§ **Source**

Faster Than The Wind

Some guy posted a video a while back of a little RC wind car he'd made which could go straight down-wind faster than the wind, leading to rather a lot of drama and bad epistemology. (A shameful day for "scientists" indeed. More need to learn to tell the difference between understanding why something isn't true and not understanding why it is.)

Really, it ought to be fairly obvious that it can be done, even before knowing how to do it. There is a differential in motion between two objects (the wind and the ground) which means there is energy that can be extracted, regardless of how fast you are moving relative to either of them. It's just a matter of how to do it.

The way it does work is a bit counter-intuitive to be sure. In particular, when the cart is going faster than the wind, it is the ground that is driving the wheels and those in turn the propeller, so that the propeller is actually pulling the cart down wind faster than the wind. (This is the opposite from a cart which drives straight upwind, where the wind is driving the propeller which drives the wheels which push the cart forward via the earth.)

Having made sense of that, I wanted to make a little animation to illustrate it. (I failed to find any animation software that would run on my currently-outdated OS, so I wrote an animation library today from scratch. Sigh.)

§ **Dataset rows**
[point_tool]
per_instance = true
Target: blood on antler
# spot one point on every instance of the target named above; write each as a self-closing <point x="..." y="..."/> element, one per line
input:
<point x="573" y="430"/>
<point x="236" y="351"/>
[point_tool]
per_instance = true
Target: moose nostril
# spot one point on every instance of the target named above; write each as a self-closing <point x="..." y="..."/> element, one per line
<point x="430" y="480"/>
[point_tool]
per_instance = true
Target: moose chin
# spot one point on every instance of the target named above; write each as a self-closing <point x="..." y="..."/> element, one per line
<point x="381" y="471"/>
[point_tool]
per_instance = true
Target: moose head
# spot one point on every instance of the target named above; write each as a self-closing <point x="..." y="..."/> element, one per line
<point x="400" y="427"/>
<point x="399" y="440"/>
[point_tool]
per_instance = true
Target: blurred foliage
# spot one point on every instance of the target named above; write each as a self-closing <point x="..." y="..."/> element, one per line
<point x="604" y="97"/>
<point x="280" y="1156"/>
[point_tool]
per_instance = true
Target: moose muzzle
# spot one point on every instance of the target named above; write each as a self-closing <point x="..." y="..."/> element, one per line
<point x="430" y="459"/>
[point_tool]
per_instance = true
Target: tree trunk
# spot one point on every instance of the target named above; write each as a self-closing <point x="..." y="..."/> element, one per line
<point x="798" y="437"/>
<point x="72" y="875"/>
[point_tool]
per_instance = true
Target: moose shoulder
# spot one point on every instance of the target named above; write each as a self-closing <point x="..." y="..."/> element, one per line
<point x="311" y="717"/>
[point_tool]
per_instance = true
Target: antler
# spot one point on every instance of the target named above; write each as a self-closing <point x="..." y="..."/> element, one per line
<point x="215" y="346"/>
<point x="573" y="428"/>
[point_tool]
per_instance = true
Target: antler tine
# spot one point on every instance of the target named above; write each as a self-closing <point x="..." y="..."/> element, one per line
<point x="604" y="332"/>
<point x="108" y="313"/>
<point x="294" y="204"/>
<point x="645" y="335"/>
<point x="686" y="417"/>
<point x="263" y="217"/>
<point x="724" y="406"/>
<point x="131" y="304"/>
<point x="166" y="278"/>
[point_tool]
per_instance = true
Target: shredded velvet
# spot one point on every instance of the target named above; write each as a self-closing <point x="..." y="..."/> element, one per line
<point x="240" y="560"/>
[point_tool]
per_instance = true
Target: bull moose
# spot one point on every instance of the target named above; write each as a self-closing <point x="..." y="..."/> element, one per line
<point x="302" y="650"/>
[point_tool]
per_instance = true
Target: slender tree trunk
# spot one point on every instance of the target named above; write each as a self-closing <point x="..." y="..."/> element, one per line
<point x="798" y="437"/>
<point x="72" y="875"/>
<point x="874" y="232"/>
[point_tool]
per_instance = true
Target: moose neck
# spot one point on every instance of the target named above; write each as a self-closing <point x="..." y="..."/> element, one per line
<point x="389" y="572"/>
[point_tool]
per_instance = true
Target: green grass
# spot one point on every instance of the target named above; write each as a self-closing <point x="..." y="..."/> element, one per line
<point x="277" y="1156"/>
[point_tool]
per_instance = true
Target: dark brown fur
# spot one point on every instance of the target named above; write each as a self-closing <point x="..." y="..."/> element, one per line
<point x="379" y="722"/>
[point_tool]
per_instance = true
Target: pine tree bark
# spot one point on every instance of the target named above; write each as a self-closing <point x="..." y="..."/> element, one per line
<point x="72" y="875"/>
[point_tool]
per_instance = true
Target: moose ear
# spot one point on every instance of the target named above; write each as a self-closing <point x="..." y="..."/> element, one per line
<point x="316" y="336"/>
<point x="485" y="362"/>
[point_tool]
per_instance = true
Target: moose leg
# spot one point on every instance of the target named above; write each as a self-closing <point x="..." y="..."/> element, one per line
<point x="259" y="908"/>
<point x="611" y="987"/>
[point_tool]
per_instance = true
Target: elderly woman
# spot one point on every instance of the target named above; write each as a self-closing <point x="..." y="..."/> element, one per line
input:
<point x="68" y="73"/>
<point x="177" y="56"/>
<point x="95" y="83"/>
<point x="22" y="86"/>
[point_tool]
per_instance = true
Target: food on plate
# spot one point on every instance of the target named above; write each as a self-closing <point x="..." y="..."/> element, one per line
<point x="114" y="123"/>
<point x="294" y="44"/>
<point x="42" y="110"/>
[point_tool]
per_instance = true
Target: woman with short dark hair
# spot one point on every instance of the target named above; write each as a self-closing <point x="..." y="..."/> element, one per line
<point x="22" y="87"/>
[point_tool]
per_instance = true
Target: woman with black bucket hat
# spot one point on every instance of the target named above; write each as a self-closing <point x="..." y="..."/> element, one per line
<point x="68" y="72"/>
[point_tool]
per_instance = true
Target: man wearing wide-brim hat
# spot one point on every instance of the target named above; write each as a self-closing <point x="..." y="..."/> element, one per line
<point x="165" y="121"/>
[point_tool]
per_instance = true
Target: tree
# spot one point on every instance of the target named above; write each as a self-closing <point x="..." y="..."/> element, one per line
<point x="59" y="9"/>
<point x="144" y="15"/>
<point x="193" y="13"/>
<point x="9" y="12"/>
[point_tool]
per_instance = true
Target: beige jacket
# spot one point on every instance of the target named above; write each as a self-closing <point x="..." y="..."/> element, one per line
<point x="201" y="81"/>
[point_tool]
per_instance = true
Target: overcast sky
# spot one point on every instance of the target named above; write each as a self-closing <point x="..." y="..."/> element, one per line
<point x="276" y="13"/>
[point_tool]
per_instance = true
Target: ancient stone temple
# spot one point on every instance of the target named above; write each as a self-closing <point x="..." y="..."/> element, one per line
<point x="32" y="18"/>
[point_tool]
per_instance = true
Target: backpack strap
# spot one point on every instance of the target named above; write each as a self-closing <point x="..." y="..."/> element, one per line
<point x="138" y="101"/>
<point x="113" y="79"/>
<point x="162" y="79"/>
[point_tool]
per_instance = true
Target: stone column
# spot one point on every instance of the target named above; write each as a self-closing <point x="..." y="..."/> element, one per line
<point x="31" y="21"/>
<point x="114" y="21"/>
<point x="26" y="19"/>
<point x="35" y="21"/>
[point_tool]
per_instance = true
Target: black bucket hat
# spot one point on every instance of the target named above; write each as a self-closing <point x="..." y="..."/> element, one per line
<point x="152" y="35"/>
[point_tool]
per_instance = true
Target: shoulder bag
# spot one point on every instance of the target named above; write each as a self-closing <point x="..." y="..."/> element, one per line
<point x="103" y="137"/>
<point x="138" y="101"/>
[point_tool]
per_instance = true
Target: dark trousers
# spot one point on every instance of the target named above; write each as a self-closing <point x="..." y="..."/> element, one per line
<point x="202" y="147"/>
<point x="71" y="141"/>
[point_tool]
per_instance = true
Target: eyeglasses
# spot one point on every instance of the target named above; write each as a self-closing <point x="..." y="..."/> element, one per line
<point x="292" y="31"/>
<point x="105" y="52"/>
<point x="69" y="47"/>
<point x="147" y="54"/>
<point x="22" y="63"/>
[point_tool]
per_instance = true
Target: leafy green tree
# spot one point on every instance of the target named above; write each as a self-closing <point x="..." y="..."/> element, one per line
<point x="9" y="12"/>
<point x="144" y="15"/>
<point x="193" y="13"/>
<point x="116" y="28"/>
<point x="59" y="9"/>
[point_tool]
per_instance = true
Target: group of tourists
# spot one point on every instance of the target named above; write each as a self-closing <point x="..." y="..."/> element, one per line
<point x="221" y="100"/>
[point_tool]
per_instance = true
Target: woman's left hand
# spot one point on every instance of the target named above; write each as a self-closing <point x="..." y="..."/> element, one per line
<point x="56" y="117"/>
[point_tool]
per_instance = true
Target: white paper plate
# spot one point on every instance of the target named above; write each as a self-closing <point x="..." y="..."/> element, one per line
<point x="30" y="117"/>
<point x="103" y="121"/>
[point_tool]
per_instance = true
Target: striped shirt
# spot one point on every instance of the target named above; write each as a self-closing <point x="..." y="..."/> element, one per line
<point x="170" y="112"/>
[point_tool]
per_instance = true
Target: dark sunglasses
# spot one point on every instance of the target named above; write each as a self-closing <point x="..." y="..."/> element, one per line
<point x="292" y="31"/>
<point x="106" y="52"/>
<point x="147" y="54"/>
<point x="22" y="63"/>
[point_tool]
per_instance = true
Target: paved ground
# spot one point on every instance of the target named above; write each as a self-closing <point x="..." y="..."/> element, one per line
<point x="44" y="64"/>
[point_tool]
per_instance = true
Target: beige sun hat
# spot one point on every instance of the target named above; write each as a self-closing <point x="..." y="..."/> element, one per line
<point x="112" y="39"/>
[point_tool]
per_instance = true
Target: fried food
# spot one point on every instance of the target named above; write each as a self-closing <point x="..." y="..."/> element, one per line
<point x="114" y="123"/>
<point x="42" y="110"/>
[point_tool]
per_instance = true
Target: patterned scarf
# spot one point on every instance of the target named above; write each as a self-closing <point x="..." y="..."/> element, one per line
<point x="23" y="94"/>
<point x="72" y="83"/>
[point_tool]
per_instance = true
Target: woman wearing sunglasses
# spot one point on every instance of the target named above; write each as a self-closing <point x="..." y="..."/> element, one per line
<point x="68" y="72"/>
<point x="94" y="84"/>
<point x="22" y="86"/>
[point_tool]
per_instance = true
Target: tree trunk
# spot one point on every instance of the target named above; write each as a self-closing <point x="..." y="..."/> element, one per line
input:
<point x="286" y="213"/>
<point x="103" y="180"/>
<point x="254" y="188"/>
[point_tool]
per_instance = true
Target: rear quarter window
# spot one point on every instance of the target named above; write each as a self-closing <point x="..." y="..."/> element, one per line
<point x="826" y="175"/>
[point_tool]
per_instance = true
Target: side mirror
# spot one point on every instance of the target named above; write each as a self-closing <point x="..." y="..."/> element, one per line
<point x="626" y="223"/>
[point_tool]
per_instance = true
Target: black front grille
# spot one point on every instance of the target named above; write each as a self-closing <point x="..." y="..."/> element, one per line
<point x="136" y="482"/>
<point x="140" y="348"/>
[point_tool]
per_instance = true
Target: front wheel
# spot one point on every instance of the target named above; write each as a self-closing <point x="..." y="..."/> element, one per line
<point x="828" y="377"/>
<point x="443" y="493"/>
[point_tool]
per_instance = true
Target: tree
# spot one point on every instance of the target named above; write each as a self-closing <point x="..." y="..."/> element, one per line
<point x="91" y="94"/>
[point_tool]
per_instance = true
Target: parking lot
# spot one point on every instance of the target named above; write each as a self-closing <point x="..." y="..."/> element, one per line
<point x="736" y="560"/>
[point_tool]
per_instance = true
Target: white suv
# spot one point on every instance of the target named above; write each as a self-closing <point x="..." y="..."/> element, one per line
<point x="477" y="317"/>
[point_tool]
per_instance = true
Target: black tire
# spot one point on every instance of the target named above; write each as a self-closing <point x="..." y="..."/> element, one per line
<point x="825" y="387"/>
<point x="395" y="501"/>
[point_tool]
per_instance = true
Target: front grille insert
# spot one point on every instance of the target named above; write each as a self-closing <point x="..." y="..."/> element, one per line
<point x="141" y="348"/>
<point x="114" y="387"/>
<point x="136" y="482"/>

§ **Short problem**
Continue the post about the downwind cart from its last sentence. The items are unrelated to the post about the downwind cart.

§ **Answer below**
Note that a propeller is pretty much like a gear locked into the wind--just a worm-gear instead of a round gear, and with some slip instead of locked in, but the basic principles are the same. (You can imagine a propeller inside the black gear below, pointing to the right. The tips of the propeller would slip through the black notches at the top and bottom, with the pitch of the propeller following the notch backward as the blade passes through it.) The theoretical top speed is proportional to 1/(1-g) where g is the gear ratio (green to black), so again counter-intuitively, the lower the gear ratio (the closer to 1:1), the faster the cart will go. The motive force is inverse to that, however, so is quickly overcome by friction if the ratio is too low. [If the ratio passes 1:1, the sign of the top speed changes (coming back from infinity on the other side), and the cart starts driving upwind instead of downwind.]

Without further ado, the blue strip at the top represents the wind blowing to the right, and the cart here is completely passive (you could build this and it would travel faster than you move the blue strip):

Get it?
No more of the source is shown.